Give back the rows below word for word, starting with the first one and going on through the line with "column 402, row 99", and leave the pictures out.
......
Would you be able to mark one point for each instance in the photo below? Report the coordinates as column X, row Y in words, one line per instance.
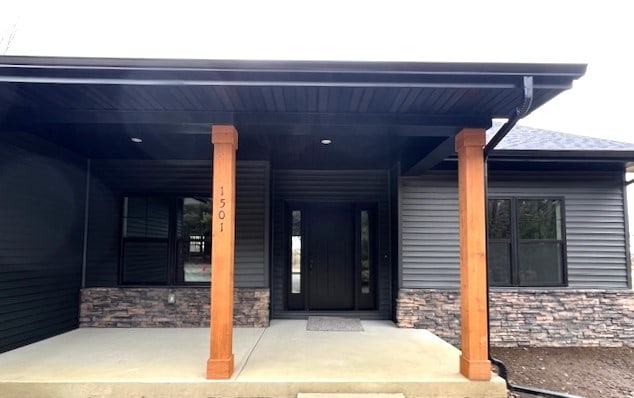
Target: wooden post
column 474, row 361
column 225, row 141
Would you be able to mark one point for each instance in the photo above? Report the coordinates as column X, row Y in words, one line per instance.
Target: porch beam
column 225, row 143
column 445, row 149
column 474, row 362
column 105, row 116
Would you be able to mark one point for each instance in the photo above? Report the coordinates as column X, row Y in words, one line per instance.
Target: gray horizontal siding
column 41, row 208
column 429, row 232
column 594, row 216
column 113, row 179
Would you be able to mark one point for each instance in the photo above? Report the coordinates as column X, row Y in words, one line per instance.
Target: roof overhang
column 402, row 99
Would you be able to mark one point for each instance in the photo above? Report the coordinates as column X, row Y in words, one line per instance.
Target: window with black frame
column 194, row 242
column 166, row 240
column 526, row 242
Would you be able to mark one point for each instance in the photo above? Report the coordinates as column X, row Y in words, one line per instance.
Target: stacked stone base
column 131, row 307
column 538, row 318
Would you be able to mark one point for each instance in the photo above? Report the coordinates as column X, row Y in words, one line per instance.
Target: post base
column 220, row 368
column 477, row 370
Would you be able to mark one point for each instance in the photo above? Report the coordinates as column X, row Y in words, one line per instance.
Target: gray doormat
column 333, row 324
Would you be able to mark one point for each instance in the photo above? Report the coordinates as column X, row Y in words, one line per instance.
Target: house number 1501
column 221, row 212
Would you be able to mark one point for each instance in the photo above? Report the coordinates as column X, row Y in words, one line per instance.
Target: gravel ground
column 588, row 372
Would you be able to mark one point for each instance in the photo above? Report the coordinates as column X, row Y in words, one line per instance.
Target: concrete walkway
column 280, row 361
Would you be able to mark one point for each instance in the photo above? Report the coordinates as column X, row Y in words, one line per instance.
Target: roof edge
column 573, row 70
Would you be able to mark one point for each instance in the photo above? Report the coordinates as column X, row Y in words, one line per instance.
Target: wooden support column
column 225, row 142
column 474, row 361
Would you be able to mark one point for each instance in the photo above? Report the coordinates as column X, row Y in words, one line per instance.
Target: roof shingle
column 522, row 138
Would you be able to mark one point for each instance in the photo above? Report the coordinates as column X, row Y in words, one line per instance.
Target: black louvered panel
column 114, row 179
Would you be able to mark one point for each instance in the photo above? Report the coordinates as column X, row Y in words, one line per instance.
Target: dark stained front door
column 330, row 250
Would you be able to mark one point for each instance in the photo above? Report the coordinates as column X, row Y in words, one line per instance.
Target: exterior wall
column 595, row 309
column 596, row 249
column 130, row 307
column 113, row 179
column 42, row 193
column 529, row 317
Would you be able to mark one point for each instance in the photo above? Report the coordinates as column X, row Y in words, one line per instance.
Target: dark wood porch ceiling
column 93, row 105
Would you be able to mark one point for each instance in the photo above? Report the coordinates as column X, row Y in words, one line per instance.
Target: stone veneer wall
column 554, row 318
column 139, row 307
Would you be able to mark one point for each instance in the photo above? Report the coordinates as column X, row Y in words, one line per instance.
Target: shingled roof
column 522, row 138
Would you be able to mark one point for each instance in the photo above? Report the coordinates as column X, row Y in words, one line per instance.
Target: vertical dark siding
column 329, row 185
column 594, row 215
column 113, row 179
column 42, row 192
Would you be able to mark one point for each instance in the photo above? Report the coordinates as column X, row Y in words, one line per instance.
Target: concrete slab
column 280, row 361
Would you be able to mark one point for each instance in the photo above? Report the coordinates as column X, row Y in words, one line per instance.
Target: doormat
column 333, row 324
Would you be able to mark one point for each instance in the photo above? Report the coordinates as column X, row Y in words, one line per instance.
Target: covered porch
column 282, row 360
column 403, row 119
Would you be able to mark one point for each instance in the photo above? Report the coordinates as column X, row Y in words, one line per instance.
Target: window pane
column 145, row 217
column 539, row 219
column 365, row 252
column 296, row 252
column 194, row 239
column 499, row 263
column 499, row 216
column 145, row 262
column 540, row 263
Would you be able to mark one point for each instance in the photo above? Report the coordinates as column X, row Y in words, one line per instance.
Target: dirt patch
column 589, row 372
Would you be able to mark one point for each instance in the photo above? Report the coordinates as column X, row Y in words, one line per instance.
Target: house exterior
column 352, row 189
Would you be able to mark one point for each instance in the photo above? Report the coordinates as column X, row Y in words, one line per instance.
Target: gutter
column 520, row 112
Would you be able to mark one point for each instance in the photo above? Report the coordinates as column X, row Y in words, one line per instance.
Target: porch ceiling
column 82, row 101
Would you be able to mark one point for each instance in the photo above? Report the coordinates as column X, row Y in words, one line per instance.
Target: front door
column 331, row 255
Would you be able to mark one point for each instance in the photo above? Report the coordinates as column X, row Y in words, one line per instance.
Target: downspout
column 84, row 255
column 520, row 112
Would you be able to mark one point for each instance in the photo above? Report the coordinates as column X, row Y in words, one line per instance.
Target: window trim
column 173, row 271
column 515, row 241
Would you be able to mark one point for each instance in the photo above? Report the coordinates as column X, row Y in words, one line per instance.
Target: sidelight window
column 296, row 252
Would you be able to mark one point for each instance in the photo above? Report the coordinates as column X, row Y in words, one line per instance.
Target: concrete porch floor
column 280, row 361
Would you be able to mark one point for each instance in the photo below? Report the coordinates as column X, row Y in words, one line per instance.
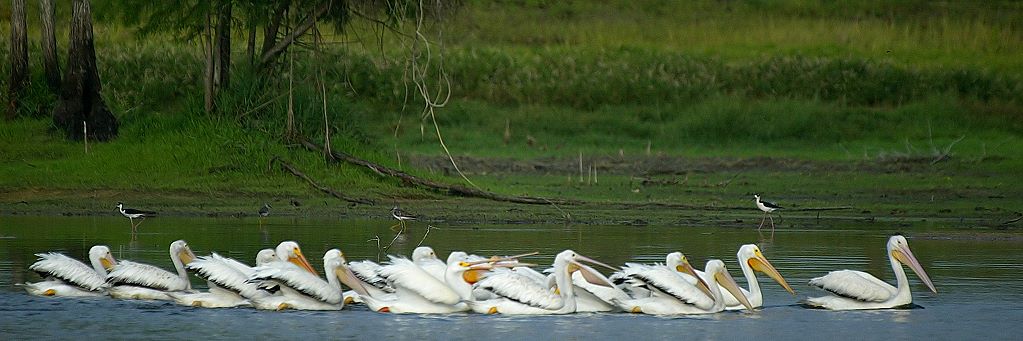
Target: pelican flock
column 283, row 279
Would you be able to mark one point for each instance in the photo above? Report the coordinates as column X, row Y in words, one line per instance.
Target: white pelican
column 68, row 276
column 136, row 281
column 418, row 292
column 518, row 294
column 630, row 281
column 857, row 290
column 672, row 294
column 426, row 258
column 750, row 260
column 227, row 282
column 301, row 289
column 372, row 283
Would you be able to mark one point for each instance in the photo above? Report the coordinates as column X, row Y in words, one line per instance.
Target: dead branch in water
column 288, row 167
column 452, row 189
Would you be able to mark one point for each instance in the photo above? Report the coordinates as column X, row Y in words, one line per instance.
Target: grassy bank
column 913, row 109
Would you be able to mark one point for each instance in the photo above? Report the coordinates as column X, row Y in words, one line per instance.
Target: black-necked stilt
column 263, row 212
column 397, row 213
column 133, row 214
column 767, row 207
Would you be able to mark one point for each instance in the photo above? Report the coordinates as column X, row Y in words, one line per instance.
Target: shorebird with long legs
column 133, row 214
column 767, row 208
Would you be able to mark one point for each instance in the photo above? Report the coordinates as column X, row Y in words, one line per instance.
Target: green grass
column 870, row 90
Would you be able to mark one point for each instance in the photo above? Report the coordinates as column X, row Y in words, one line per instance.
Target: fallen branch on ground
column 452, row 189
column 288, row 167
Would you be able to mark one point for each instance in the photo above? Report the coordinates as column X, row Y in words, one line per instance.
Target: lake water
column 980, row 294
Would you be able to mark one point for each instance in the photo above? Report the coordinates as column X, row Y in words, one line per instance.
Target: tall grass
column 746, row 77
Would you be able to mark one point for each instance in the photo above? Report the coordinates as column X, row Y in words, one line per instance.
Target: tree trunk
column 49, row 42
column 80, row 100
column 18, row 56
column 208, row 82
column 271, row 54
column 224, row 46
column 270, row 32
column 251, row 50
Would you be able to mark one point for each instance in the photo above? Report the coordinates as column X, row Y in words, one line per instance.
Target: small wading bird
column 397, row 213
column 857, row 290
column 767, row 207
column 264, row 212
column 133, row 214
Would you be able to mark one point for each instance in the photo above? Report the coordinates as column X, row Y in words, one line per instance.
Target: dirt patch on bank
column 656, row 165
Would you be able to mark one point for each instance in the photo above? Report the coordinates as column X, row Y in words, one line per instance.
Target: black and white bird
column 133, row 214
column 401, row 216
column 767, row 207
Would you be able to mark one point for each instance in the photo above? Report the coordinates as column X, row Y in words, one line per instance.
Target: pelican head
column 101, row 258
column 180, row 250
column 332, row 259
column 472, row 271
column 290, row 252
column 265, row 256
column 678, row 262
column 716, row 271
column 423, row 253
column 898, row 248
column 751, row 254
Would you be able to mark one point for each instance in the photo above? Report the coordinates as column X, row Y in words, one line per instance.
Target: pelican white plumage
column 417, row 291
column 136, row 281
column 227, row 281
column 372, row 284
column 426, row 258
column 671, row 294
column 301, row 289
column 592, row 298
column 751, row 260
column 68, row 276
column 519, row 294
column 857, row 290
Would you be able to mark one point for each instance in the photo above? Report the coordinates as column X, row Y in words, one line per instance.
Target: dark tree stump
column 80, row 104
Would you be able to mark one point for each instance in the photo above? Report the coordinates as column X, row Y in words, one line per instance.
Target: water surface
column 980, row 295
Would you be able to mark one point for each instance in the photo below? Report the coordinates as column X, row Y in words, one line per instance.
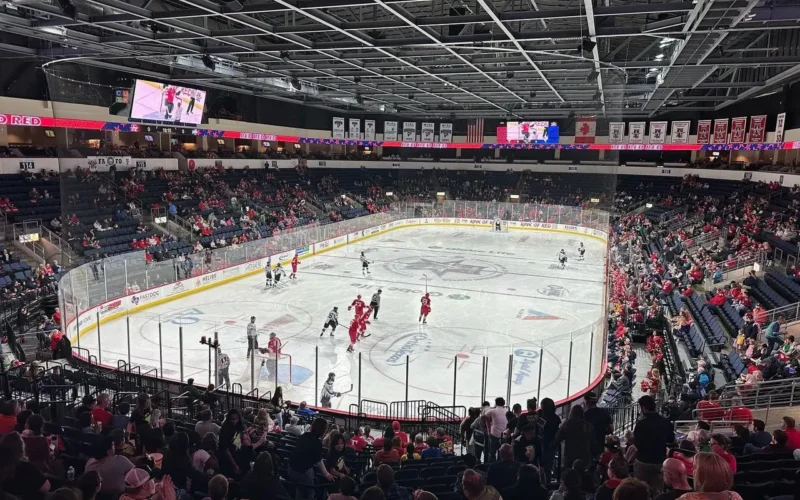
......
**Result for this task**
Would you be able to mark one point for each instance in the photo below? Report the coordinates as column X, row Y in words, one line per instance.
Target: wooden post
column 474, row 361
column 225, row 141
Would you be able to mark one point for each instance in the photo above? Report the coordinates as column X, row Y in words, one line per instance.
Target: porch beam
column 225, row 143
column 445, row 149
column 474, row 362
column 105, row 116
Would you be able to mark one point for each instance in the photo above? Report the coordinates as column X, row Y in words, one line per instance.
Target: gray horizontal siding
column 41, row 208
column 429, row 232
column 594, row 216
column 113, row 179
Would you be able to mark one point for each instance in the photo above? Report the coordinates as column X, row Y in words, one line per instance.
Target: roof overhang
column 402, row 99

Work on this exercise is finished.